====== MATERIAL FOR THE TASK

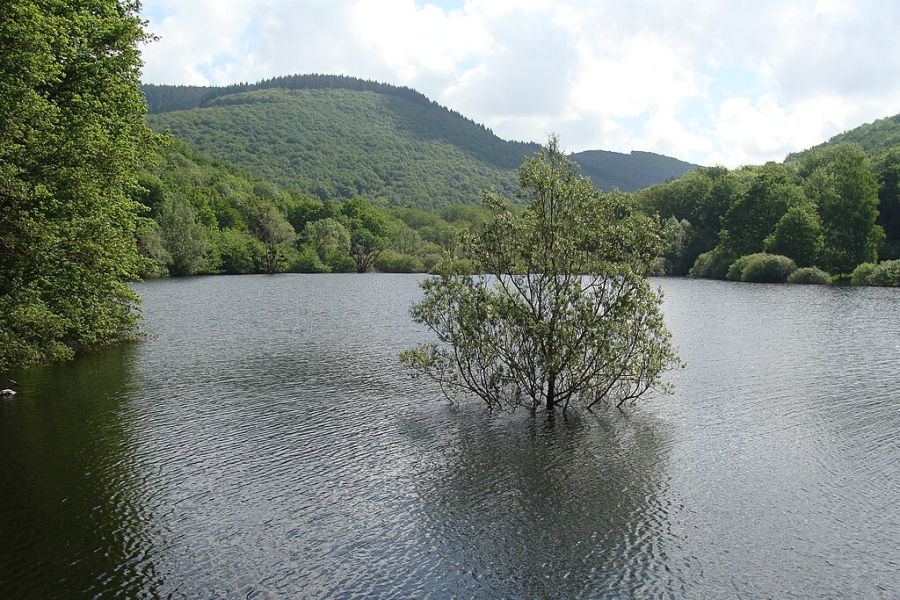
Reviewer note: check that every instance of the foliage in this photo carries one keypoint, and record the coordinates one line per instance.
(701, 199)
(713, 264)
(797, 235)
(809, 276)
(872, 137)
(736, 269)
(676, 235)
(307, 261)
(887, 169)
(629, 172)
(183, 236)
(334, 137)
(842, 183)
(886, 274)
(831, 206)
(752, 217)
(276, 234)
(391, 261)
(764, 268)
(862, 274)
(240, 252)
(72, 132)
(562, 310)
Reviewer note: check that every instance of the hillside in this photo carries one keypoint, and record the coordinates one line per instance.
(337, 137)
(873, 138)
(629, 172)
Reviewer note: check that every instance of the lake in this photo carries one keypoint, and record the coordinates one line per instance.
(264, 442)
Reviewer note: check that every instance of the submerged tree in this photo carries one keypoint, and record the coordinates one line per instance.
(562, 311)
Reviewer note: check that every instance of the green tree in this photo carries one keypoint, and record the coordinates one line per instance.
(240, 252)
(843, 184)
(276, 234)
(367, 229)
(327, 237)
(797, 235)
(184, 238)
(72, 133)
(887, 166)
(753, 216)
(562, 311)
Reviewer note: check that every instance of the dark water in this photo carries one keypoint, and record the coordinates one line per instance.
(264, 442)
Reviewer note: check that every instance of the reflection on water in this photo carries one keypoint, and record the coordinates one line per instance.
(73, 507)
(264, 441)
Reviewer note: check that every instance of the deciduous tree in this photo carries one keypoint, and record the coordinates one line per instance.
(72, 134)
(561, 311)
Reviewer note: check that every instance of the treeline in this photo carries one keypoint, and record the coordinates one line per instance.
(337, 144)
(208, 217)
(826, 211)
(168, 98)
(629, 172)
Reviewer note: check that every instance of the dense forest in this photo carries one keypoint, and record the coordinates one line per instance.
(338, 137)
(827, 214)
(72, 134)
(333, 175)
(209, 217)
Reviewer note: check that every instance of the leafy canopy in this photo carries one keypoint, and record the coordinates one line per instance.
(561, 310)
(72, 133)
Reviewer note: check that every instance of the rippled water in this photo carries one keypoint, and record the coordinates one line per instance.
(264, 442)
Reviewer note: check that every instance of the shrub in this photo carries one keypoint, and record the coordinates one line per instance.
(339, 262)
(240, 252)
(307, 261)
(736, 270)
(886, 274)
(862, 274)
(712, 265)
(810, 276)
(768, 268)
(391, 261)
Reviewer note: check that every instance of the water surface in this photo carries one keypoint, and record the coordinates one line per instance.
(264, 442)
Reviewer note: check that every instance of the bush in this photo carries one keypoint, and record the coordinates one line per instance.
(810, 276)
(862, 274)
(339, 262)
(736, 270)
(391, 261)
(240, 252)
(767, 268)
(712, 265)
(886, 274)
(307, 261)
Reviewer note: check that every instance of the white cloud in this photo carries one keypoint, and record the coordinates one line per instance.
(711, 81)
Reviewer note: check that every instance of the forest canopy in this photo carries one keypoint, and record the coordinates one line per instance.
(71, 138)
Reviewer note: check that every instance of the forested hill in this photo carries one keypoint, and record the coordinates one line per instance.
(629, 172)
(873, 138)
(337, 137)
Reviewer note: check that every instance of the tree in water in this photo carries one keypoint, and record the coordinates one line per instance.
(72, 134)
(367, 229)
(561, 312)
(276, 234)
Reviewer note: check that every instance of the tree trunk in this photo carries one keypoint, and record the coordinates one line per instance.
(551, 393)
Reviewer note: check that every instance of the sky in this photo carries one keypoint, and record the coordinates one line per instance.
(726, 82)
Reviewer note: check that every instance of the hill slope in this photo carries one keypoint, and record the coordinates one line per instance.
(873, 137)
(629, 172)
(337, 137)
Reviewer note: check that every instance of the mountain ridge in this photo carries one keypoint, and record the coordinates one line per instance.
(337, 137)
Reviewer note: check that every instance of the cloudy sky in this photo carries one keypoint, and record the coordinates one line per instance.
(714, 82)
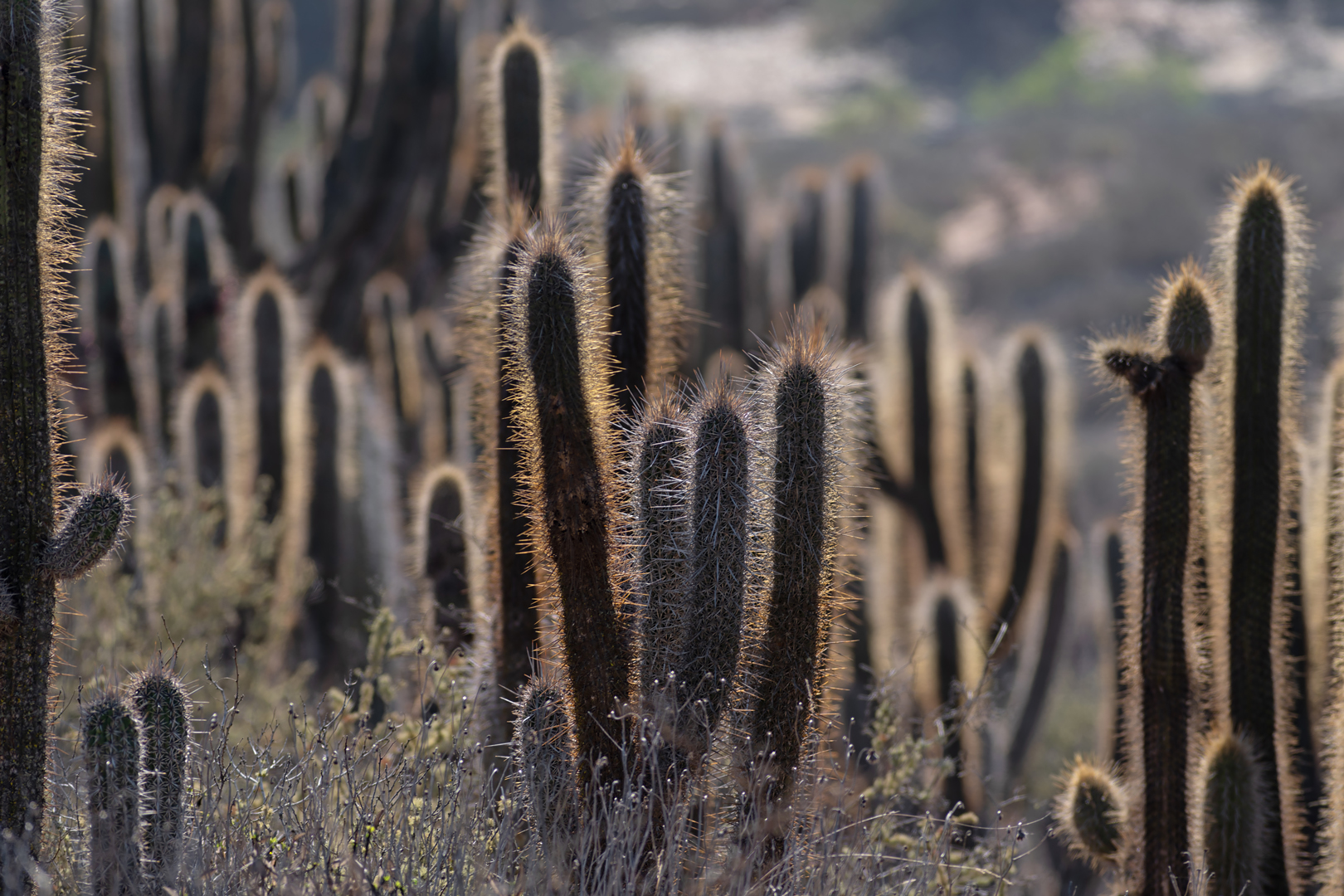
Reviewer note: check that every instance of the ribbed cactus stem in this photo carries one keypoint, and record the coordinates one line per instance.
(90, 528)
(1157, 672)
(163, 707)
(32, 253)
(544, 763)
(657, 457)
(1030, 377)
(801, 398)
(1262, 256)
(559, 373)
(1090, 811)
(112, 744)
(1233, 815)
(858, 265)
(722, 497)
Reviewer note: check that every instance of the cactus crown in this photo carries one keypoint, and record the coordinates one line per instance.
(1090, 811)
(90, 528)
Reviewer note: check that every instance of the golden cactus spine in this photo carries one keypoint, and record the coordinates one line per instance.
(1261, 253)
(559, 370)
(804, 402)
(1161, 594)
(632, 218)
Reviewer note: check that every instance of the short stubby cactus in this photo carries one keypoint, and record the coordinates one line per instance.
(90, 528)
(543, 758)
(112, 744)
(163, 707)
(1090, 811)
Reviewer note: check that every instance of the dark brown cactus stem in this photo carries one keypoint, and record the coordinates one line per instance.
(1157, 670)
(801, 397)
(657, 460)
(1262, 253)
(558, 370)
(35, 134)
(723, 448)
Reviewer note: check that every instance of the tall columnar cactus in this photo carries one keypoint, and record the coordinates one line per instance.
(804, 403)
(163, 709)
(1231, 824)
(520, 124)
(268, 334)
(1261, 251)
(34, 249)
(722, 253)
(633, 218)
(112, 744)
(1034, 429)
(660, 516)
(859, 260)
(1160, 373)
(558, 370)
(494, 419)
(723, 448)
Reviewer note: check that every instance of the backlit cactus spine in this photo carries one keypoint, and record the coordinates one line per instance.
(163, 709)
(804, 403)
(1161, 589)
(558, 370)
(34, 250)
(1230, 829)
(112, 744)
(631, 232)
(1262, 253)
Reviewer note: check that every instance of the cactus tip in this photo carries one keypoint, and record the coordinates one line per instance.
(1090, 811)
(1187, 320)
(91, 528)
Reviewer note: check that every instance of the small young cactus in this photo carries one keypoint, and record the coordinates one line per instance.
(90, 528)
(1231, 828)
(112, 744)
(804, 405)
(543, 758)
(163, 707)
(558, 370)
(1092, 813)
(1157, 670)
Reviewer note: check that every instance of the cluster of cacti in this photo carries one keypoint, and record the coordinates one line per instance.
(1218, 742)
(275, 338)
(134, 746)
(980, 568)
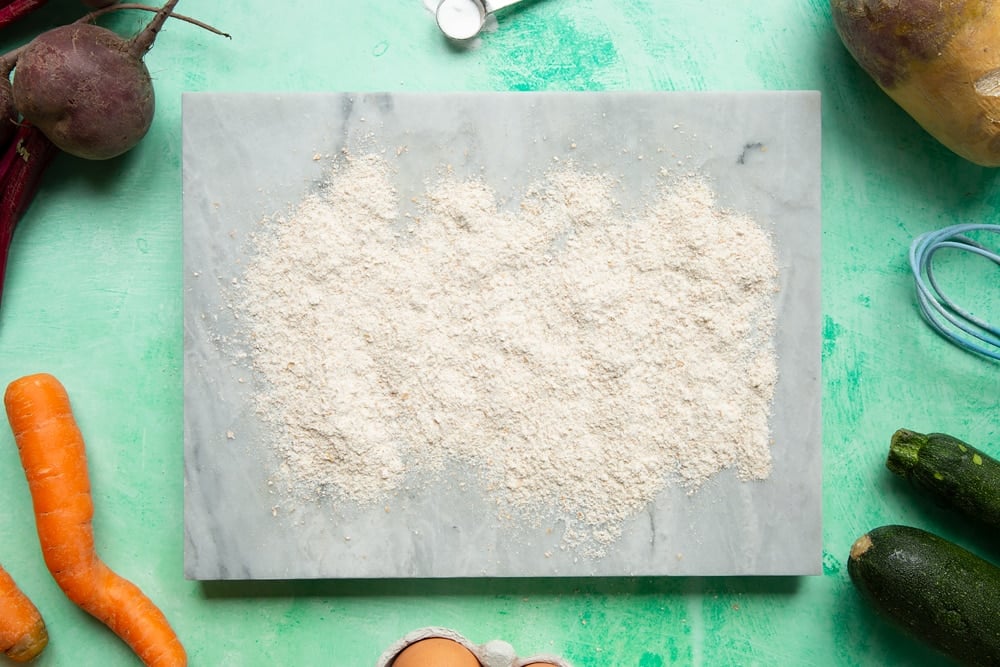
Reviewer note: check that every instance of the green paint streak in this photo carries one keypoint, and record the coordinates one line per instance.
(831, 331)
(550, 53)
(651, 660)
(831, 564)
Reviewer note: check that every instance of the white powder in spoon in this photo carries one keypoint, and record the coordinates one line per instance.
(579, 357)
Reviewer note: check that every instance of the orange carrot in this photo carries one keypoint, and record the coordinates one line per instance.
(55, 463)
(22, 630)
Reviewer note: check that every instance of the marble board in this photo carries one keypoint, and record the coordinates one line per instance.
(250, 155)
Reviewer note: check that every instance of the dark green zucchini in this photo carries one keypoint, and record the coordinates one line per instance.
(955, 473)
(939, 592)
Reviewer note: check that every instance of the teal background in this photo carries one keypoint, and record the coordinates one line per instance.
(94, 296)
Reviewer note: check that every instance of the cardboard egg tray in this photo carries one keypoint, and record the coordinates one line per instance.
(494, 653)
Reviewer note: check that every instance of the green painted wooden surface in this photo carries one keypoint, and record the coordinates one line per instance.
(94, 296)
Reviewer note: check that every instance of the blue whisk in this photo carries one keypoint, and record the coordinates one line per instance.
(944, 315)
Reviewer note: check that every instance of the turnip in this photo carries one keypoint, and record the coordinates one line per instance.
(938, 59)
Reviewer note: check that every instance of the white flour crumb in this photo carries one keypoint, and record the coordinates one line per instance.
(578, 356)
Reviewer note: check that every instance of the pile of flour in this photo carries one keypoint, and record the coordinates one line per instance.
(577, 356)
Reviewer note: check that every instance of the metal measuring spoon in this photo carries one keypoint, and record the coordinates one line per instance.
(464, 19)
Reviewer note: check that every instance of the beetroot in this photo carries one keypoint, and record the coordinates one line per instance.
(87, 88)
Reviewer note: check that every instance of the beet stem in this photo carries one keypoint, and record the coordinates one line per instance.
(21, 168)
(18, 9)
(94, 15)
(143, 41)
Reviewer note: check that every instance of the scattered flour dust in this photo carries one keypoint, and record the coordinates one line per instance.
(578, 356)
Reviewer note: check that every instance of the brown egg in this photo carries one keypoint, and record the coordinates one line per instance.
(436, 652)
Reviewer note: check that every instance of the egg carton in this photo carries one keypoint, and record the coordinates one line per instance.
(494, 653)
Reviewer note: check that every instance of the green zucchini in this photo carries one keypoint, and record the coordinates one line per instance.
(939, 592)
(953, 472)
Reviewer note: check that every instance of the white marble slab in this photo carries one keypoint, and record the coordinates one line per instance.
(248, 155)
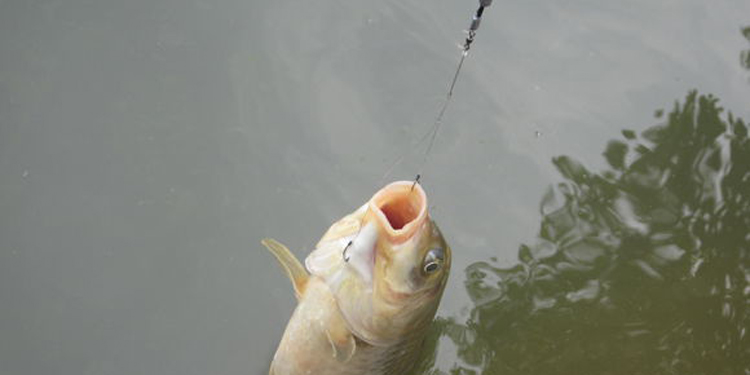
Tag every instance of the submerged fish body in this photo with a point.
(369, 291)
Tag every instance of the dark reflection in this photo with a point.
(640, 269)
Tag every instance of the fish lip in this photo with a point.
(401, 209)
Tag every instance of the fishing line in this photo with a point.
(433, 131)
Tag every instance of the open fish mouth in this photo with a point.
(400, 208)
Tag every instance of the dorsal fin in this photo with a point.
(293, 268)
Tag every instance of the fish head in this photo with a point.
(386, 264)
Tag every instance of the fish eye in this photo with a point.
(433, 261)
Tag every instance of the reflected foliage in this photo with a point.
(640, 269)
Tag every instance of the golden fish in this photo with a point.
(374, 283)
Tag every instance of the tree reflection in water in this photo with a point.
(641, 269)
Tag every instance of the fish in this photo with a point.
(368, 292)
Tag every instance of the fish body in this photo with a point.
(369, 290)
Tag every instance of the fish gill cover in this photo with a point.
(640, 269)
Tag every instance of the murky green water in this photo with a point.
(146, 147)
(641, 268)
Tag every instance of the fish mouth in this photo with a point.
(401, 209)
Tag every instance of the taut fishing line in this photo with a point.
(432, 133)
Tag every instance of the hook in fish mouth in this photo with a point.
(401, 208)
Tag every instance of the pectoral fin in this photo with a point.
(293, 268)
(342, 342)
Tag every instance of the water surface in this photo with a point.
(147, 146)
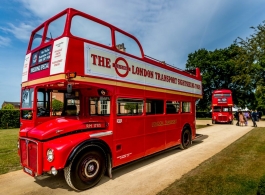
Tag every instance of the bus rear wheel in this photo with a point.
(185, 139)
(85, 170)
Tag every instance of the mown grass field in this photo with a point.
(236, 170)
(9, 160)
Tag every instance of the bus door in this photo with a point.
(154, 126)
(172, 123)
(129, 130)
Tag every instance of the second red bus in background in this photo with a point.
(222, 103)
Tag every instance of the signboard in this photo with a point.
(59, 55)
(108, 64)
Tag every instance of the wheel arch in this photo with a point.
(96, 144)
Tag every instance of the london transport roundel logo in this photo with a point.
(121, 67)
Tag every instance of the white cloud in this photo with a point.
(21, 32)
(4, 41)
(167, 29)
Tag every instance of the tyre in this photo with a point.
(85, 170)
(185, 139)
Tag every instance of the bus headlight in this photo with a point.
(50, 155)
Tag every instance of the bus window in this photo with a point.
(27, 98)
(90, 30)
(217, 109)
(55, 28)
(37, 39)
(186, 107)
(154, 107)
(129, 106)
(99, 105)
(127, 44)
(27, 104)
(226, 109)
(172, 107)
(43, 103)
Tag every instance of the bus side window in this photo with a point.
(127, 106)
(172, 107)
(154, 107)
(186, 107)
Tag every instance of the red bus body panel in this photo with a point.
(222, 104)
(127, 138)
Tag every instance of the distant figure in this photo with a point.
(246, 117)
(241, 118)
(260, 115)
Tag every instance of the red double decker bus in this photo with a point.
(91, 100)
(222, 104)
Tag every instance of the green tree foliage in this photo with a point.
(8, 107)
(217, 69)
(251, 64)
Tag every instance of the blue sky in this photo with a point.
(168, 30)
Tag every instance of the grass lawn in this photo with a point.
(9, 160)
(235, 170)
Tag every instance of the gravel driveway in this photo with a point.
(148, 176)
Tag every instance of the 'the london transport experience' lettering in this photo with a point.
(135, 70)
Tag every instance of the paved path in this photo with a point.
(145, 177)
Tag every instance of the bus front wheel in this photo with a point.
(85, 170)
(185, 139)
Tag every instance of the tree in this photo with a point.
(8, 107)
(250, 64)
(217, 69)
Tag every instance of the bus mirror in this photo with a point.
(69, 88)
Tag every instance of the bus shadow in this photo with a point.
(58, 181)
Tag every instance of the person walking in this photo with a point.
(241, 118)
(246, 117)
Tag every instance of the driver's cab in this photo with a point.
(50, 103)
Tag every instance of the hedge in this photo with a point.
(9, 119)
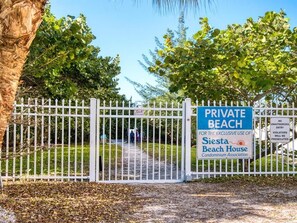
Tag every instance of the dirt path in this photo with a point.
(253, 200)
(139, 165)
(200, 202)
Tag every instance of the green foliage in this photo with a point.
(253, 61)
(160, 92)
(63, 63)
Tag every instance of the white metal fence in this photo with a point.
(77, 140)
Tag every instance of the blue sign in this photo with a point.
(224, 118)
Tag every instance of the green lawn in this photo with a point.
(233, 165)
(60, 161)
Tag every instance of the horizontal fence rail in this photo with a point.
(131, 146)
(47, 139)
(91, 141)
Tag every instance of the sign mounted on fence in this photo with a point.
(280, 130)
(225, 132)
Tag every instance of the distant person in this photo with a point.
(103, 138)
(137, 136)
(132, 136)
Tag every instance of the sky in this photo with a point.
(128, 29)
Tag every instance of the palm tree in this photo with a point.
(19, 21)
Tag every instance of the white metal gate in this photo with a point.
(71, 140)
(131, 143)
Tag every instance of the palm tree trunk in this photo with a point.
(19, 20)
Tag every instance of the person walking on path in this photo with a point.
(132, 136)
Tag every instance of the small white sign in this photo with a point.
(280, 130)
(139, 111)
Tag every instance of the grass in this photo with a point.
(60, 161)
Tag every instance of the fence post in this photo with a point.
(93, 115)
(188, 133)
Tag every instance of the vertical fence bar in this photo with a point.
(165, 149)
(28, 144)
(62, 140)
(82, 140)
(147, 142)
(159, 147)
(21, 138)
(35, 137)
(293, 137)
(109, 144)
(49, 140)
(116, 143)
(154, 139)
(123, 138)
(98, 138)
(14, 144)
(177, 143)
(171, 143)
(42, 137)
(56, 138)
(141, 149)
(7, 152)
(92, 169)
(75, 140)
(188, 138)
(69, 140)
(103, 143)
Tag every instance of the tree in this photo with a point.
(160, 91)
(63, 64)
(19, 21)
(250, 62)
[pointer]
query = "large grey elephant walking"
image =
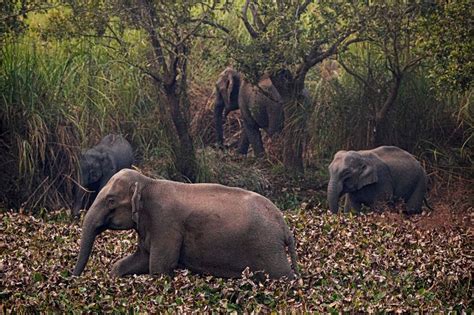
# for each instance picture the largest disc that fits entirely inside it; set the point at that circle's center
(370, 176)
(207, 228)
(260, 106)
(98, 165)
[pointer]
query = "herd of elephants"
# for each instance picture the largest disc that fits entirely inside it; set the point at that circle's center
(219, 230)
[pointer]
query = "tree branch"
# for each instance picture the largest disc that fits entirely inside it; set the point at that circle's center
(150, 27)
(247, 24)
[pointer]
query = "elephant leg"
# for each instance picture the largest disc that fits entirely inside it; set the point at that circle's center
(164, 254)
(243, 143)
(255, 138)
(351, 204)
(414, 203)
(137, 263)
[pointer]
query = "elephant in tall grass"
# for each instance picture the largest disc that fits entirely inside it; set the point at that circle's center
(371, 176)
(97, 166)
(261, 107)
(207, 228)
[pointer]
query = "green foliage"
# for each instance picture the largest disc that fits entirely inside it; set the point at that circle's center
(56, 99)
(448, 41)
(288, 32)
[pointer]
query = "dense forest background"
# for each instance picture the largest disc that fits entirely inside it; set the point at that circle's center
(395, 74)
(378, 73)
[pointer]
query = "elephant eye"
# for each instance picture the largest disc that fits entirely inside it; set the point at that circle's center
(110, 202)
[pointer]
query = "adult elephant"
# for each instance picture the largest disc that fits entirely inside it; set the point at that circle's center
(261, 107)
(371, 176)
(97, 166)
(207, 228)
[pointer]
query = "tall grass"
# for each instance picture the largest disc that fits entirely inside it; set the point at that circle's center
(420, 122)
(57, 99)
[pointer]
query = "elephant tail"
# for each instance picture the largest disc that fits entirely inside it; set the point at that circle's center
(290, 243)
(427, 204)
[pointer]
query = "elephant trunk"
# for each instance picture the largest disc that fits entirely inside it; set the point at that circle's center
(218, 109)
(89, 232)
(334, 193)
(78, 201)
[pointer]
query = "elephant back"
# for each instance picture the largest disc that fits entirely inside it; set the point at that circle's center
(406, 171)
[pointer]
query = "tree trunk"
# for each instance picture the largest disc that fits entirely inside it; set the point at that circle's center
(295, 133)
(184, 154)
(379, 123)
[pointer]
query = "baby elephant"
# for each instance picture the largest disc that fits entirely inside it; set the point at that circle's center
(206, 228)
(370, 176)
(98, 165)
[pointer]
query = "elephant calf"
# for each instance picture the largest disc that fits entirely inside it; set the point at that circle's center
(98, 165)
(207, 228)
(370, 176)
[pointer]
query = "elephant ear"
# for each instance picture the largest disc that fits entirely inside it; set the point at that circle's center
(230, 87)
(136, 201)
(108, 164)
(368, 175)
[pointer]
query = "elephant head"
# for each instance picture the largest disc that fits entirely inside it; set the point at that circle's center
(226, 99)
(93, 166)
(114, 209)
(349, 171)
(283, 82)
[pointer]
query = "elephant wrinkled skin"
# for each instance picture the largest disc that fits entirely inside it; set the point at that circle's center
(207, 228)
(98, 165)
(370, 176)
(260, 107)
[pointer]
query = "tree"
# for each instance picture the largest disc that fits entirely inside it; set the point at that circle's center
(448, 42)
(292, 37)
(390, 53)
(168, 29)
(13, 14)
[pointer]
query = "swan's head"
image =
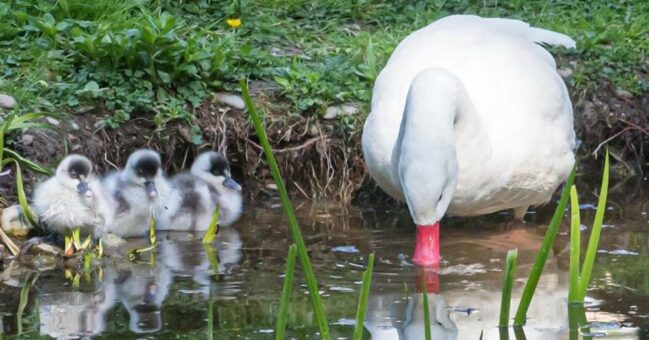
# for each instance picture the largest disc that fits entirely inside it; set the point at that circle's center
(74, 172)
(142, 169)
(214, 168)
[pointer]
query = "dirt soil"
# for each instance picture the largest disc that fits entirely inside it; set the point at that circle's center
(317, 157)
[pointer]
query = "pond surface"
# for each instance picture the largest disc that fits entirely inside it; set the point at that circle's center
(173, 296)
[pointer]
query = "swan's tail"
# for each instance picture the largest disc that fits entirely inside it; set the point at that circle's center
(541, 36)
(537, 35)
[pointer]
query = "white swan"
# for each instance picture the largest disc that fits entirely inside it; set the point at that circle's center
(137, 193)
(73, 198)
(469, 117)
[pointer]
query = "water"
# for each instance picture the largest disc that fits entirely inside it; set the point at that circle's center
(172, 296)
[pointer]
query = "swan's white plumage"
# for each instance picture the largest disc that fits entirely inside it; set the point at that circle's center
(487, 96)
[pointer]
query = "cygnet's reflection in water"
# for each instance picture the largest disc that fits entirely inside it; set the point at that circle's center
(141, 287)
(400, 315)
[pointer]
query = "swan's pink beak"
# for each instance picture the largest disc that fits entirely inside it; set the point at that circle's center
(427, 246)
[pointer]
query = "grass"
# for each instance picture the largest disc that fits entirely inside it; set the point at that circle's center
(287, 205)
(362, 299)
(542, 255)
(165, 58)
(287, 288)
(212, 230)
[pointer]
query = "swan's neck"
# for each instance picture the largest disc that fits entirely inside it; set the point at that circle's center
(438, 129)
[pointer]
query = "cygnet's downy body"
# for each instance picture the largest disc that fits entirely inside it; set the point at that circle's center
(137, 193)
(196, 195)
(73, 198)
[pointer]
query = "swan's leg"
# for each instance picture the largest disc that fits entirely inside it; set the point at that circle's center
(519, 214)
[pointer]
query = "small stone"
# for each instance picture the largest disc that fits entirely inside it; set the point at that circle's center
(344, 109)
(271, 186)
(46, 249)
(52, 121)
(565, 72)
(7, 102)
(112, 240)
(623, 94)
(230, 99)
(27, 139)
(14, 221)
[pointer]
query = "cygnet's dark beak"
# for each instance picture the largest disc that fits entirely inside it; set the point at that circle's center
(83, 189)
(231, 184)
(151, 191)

============

- **TASK INSTRUCTIONS**:
The lines in the records above that include the word "beak" must be copied out.

- **OUTPUT FOR THIS EXERCISE**:
query = "swan's pink beak"
query = "cygnet's dark beak"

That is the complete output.